*PROBLEM TO WORK ON*:
Repeat only the items from the one containing "the white cuff." through the end of the items, keeping their requests, and shift every point coordinate in the answers by adding 117.

*EXTRACTED INFORMATION*:
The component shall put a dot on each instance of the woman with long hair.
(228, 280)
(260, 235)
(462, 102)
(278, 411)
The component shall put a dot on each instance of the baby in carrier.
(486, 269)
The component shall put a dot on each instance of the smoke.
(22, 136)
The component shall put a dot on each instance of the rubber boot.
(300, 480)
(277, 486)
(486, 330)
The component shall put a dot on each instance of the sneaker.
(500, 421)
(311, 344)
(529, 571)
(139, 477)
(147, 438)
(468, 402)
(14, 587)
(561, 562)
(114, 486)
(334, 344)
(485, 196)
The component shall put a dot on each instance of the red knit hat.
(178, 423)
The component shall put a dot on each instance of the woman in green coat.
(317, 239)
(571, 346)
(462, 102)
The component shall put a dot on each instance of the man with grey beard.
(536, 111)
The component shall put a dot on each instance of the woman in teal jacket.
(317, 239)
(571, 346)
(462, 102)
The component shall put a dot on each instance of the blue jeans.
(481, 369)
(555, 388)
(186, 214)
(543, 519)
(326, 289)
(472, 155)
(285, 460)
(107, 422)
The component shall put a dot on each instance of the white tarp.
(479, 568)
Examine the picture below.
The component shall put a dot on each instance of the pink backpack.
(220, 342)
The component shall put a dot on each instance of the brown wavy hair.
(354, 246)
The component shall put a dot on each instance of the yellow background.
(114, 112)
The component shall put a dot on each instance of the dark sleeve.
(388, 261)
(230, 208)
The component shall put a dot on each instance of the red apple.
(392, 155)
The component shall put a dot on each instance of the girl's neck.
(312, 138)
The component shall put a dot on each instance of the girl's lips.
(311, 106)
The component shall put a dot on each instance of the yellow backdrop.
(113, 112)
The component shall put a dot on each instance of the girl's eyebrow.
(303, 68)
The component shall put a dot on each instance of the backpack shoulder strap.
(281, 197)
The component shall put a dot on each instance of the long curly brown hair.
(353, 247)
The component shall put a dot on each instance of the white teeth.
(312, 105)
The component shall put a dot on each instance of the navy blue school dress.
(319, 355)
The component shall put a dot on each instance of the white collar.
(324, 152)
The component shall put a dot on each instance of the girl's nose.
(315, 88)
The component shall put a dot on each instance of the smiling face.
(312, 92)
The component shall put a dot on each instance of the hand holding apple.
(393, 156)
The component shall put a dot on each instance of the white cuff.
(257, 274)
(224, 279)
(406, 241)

*ANSWER TO THIS PROBLEM*:
The component shall put a dot on each instance of the white cuff.
(374, 391)
(341, 396)
(523, 358)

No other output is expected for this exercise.